• Your objective: Extract the data exactly, missing nothing.

• Input material:
--- start ---

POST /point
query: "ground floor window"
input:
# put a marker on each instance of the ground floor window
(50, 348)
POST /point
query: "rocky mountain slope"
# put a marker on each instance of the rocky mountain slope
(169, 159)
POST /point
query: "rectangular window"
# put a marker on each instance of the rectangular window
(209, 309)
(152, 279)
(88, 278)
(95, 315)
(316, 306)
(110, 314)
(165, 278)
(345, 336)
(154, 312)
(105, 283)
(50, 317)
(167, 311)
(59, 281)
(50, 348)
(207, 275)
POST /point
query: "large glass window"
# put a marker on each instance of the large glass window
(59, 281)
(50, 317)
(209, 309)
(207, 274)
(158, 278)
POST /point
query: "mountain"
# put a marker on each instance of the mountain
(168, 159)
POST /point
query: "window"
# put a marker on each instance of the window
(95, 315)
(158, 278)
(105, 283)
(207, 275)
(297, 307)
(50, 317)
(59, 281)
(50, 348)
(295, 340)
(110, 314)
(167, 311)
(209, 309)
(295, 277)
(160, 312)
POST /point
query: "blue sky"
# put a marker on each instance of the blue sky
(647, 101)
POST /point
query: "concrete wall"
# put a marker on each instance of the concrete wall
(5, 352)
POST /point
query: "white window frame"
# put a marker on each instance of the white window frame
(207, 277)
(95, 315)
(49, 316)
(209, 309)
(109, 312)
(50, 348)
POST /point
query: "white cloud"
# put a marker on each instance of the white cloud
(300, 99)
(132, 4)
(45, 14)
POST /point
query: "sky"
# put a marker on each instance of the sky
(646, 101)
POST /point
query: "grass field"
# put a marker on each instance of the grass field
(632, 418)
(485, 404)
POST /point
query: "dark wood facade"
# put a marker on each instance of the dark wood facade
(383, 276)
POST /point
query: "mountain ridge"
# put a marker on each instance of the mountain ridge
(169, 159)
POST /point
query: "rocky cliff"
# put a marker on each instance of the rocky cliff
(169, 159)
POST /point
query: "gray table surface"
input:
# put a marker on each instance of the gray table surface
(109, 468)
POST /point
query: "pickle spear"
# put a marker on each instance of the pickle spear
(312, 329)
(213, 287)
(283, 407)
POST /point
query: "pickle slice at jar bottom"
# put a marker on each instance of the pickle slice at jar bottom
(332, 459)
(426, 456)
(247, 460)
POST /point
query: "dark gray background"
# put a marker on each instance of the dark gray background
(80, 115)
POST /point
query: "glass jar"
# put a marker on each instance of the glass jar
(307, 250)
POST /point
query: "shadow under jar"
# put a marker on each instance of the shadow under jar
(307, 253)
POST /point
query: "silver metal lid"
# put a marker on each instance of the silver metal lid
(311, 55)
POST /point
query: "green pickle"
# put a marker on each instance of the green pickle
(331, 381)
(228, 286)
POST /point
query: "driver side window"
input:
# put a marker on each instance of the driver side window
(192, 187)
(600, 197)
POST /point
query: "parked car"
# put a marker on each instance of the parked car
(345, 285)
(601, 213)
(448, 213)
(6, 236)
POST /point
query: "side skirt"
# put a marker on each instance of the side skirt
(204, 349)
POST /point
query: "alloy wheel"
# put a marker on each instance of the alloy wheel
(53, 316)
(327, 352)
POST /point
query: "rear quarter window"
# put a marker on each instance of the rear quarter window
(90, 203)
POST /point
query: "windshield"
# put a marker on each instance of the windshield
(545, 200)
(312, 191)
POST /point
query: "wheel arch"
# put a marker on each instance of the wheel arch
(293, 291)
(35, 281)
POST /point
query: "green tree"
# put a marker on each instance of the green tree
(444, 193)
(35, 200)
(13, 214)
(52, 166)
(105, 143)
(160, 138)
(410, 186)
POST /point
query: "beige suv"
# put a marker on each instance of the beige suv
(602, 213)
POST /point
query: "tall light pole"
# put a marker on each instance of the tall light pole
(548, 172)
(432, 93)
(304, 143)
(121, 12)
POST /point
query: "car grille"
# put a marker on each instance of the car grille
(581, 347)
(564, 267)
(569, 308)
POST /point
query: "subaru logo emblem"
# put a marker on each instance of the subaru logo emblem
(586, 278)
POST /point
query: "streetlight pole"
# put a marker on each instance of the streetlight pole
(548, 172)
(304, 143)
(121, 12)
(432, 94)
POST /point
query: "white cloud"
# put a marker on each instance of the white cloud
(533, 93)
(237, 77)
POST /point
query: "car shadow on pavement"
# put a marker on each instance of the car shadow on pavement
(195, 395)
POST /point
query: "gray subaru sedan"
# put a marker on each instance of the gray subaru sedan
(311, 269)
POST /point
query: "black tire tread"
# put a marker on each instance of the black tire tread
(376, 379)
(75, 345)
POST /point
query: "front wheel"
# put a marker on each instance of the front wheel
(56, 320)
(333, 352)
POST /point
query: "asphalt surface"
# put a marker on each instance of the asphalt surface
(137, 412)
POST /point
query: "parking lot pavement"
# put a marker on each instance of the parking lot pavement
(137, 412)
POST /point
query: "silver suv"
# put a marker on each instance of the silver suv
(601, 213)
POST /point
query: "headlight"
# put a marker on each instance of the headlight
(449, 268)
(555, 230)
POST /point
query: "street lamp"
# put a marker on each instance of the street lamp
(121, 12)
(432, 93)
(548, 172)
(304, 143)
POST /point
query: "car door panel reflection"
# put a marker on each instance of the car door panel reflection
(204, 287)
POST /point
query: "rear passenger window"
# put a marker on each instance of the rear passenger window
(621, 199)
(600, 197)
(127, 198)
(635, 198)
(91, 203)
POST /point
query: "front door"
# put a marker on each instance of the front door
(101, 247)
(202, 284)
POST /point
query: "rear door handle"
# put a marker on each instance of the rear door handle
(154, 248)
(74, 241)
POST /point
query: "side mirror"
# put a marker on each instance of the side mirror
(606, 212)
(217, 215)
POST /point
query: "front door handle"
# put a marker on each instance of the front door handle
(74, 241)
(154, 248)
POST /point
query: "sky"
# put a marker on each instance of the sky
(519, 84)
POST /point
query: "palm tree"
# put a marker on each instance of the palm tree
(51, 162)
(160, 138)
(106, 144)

--- end ---

• The answer:
POST /point
query: "ground floor window"
input:
# put a marker on each instance of the ground floor window
(50, 348)
POST /point
query: "rocky mountain slope"
# put a marker on each instance of the rocky mountain slope
(169, 159)
POST /point
query: "rectangular window"
# put a marker on each instance of the rectangular window
(209, 309)
(152, 279)
(88, 278)
(95, 315)
(316, 306)
(110, 314)
(165, 278)
(345, 336)
(154, 312)
(105, 283)
(50, 317)
(167, 311)
(59, 281)
(50, 348)
(207, 275)
POST /point
query: "large glass window"
# put a marker on each instance of the large glass window
(59, 281)
(50, 317)
(209, 309)
(207, 274)
(158, 278)
POST /point
query: "mountain"
# put a marker on each instance of the mountain
(168, 159)
POST /point
query: "window"
# put a marker on each instance of the window
(95, 315)
(158, 278)
(105, 283)
(207, 275)
(297, 307)
(50, 317)
(59, 281)
(50, 348)
(295, 340)
(110, 314)
(167, 311)
(209, 309)
(295, 277)
(160, 312)
POST /point
query: "blue sky"
# put a marker on each instance of the blue sky
(647, 101)
POST /point
query: "concrete wall"
# put a marker on each instance of the concrete wall
(5, 352)
POST /point
query: "white window frame"
# put a marker on each instance of the white window frame
(207, 277)
(95, 315)
(49, 316)
(209, 309)
(109, 312)
(50, 348)
POST /point
query: "white cloud"
# put a marker on each instance of the white cloud
(300, 99)
(132, 4)
(45, 14)
POST /point
query: "sky"
# put a marker on each instance of the sky
(646, 101)
POST /point
query: "grass field"
# put a marker on each instance of the grass field
(632, 418)
(485, 404)
POST /point
query: "dark wood facade"
# put a marker on each instance of the dark wood facade
(383, 276)
POST /point
query: "mountain ridge"
# put a marker on each instance of the mountain ridge
(169, 159)
POST /point
query: "rocky cliff"
# put a marker on each instance of the rocky cliff
(169, 159)
POST /point
query: "gray table surface"
input:
# put a marker on each instance of the gray table surface
(109, 468)
POST /point
query: "pickle spear"
# put a marker on each instance of the pickle spear
(312, 329)
(213, 287)
(283, 407)
POST /point
query: "pickle slice at jar bottom"
# put a marker on each instance of the pickle slice at jar bottom
(332, 459)
(426, 456)
(247, 460)
POST /point
query: "dark gray background"
# put a marker on each instance of the dark gray background
(80, 115)
POST /point
query: "glass jar"
# put a marker on each instance of the glass jar
(307, 250)
POST /point
query: "shadow under jar"
# put a marker on each instance of the shadow under jar
(307, 253)
POST /point
query: "silver metal lid"
# put a marker on each instance of the silver metal lid
(311, 55)
POST /point
query: "green pickle"
# put a marker on each instance of the green pickle
(331, 381)
(228, 286)
POST /point
query: "driver side window"
input:
# put a marker on each instance of the driver side window
(192, 187)
(600, 197)
POST /point
query: "parked car"
# put a marker on each instance of the parked car
(345, 285)
(601, 213)
(448, 213)
(6, 236)
POST /point
query: "side skirt"
# put a marker on each instance of the side skirt
(204, 349)
POST /point
query: "alloy wheel"
# put a marker on each instance of the alloy wheel
(53, 316)
(327, 352)
POST /point
query: "rear quarter window"
# put a marker on each instance of the rear quarter window
(90, 203)
POST /point
query: "windshield"
# put a marker on each instance of the windshield
(545, 200)
(312, 191)
POST /point
query: "wheel arch"
# put a marker on each instance of the wheel arch
(293, 291)
(35, 281)
POST /point
query: "green tree"
# put a marker on each instance of the green tree
(444, 193)
(35, 200)
(13, 214)
(52, 166)
(105, 143)
(160, 138)
(410, 186)
POST /point
query: "beige suv"
# put a marker on each instance of the beige suv
(602, 213)
POST /point
query: "tall light pole"
# put a marker on each instance of the tall light pole
(548, 172)
(432, 93)
(304, 143)
(121, 12)
POST /point
query: "car grille"
# put a marker on each instance of the car grille
(581, 347)
(564, 267)
(569, 308)
POST /point
query: "subaru logo emblem"
# put a marker on each instance of the subaru logo emblem
(586, 278)
POST /point
query: "streetlight pole"
# put a marker on each instance of the streetlight pole
(548, 172)
(304, 143)
(121, 12)
(432, 94)
POST /point
query: "white cloud"
# put a marker on each instance of the white cloud
(533, 93)
(237, 77)
POST /point
query: "car shadow on pavement"
# put a marker on each instance of the car shadow on pavement
(195, 395)
POST /point
query: "gray subaru sedan"
# put a marker on each instance of the gray subaru sedan
(311, 269)
POST /point
query: "black tire tread"
# put a marker on each instance of the black tire tread
(376, 379)
(75, 345)
POST /point
query: "front wheel"
# put a marker on each instance of the front wheel
(56, 320)
(333, 352)
POST /point
query: "asphalt surface"
# put a marker on each instance of the asphalt surface
(137, 412)
POST /point
query: "parking lot pavement"
# put a marker on each instance of the parking lot pavement
(137, 412)
POST /point
query: "silver suv"
# put a marker on each instance of the silver suv
(601, 213)
POST /point
query: "headlight"
# put a marker on each instance of the headlight
(449, 268)
(555, 230)
POST /point
query: "street lamp"
# put a marker on each instance of the street lamp
(121, 12)
(432, 93)
(548, 172)
(304, 143)
POST /point
query: "car door panel reflection"
# put a marker on each instance of the car door panel reflection
(204, 287)
POST /point
query: "rear passenger window"
# put a marker on each instance of the rear passenger window
(621, 199)
(600, 197)
(127, 198)
(635, 198)
(91, 203)
POST /point
query: "front door"
# put a marker on each instance of the front door
(101, 247)
(202, 284)
POST /point
query: "rear door handle"
# put a marker on each instance of the rear door handle
(154, 248)
(74, 241)
POST /point
query: "side mirror"
# put a marker on each instance of the side mirror
(606, 212)
(217, 215)
POST /point
query: "front door handle"
# put a marker on each instance of the front door handle
(74, 241)
(154, 248)
POST /point
query: "sky"
# put a marker on each instance of the sky
(519, 84)
POST /point
query: "palm tree"
# put a marker on each instance of the palm tree
(51, 162)
(160, 138)
(106, 144)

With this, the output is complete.